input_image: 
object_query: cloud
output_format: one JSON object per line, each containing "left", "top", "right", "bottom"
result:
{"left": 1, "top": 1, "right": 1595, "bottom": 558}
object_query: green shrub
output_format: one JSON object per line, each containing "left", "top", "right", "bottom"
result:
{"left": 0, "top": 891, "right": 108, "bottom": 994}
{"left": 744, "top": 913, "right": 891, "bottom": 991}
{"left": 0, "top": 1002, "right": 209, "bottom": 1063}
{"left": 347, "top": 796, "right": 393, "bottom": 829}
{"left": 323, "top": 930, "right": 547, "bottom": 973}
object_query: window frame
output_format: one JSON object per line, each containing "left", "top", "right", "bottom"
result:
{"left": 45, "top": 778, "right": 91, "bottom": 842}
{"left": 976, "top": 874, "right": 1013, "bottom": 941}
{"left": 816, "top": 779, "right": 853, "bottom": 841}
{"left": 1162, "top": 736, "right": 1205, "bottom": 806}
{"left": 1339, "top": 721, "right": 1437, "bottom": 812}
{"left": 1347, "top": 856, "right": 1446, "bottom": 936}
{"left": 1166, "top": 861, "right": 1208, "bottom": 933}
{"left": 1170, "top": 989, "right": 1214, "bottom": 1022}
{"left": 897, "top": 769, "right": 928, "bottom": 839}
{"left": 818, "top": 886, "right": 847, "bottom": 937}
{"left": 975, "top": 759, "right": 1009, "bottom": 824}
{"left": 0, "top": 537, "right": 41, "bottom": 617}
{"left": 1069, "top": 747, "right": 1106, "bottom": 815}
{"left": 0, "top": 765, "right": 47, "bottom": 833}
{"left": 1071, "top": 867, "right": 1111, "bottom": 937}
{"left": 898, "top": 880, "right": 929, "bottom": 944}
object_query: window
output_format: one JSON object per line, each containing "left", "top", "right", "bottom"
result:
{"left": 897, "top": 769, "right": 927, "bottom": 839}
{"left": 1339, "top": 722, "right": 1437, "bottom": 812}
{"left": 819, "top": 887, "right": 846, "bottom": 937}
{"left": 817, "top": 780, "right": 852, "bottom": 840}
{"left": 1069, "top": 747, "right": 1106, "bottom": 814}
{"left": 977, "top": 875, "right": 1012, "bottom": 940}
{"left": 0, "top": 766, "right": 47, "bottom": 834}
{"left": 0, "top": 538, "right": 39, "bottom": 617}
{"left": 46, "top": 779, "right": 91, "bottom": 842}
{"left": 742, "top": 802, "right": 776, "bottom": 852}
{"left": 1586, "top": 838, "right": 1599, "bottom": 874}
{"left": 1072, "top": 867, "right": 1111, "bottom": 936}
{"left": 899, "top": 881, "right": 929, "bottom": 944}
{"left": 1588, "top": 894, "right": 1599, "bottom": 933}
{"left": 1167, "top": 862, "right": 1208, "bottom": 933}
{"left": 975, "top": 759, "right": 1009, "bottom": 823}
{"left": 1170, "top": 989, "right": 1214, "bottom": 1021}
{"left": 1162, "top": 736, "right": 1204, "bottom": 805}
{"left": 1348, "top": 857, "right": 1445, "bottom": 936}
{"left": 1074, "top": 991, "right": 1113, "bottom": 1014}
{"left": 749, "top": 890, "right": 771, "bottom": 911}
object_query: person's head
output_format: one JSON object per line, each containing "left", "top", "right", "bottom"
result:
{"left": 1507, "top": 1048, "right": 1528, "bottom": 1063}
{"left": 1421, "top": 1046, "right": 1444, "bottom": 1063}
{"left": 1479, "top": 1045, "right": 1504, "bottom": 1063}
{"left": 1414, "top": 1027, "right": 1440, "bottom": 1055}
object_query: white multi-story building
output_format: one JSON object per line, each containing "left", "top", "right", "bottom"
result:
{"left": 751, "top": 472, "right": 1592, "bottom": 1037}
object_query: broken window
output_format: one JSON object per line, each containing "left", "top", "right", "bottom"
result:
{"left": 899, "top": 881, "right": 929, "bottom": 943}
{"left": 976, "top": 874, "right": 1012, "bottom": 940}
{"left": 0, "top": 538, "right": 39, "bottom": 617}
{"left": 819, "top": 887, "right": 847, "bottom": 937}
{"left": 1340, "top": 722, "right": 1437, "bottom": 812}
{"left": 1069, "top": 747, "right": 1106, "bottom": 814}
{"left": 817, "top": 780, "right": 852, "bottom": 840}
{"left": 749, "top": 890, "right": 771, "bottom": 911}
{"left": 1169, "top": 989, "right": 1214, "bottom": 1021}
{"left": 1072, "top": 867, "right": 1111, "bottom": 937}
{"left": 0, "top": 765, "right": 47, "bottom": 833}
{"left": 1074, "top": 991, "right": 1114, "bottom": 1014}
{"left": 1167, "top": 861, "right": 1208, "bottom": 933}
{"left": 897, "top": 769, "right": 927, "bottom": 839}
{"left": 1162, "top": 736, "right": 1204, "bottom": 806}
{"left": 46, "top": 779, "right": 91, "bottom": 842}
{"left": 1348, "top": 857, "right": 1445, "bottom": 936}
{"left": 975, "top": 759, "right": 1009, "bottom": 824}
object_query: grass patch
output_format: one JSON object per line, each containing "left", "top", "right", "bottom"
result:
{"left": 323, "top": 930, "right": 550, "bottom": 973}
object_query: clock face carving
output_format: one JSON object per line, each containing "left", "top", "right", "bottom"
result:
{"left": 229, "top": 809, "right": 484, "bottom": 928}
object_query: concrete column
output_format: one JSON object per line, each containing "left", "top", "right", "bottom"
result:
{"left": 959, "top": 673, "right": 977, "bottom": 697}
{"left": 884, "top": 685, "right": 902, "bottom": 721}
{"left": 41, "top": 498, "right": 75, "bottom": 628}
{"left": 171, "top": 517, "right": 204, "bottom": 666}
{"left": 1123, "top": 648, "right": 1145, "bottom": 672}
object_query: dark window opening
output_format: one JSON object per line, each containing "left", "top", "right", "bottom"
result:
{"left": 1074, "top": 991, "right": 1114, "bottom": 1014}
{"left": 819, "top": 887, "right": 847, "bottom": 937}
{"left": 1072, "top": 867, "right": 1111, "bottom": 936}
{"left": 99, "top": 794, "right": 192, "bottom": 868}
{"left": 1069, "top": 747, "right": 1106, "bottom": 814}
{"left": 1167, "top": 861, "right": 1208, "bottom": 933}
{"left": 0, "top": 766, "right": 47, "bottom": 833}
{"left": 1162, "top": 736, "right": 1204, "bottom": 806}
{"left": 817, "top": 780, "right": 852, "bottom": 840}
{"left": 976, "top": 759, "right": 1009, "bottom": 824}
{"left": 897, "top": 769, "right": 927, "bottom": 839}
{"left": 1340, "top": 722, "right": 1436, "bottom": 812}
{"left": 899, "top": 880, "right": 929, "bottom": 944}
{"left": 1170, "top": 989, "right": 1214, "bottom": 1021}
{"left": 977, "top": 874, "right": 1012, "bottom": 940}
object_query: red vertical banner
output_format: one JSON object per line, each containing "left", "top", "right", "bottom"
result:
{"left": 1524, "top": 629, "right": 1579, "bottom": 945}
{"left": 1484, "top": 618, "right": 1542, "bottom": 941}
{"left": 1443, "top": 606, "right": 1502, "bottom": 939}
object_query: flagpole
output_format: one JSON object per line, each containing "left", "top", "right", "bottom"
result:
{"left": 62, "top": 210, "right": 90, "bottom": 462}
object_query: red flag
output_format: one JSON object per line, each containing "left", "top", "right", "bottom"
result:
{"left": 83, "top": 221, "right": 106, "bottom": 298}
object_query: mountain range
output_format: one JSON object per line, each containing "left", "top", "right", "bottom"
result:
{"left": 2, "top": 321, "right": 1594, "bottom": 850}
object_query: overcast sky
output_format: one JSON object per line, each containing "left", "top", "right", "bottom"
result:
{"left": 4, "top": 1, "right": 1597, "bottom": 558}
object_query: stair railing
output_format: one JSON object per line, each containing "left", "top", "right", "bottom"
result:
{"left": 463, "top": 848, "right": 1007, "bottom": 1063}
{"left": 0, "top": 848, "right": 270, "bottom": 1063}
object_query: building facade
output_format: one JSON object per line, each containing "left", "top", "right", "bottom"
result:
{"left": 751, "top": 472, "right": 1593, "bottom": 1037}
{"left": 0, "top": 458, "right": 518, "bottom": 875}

Exercise >>
Search the data above for the word "building" and say how many lines contain it, giving only that number.

Written response >>
2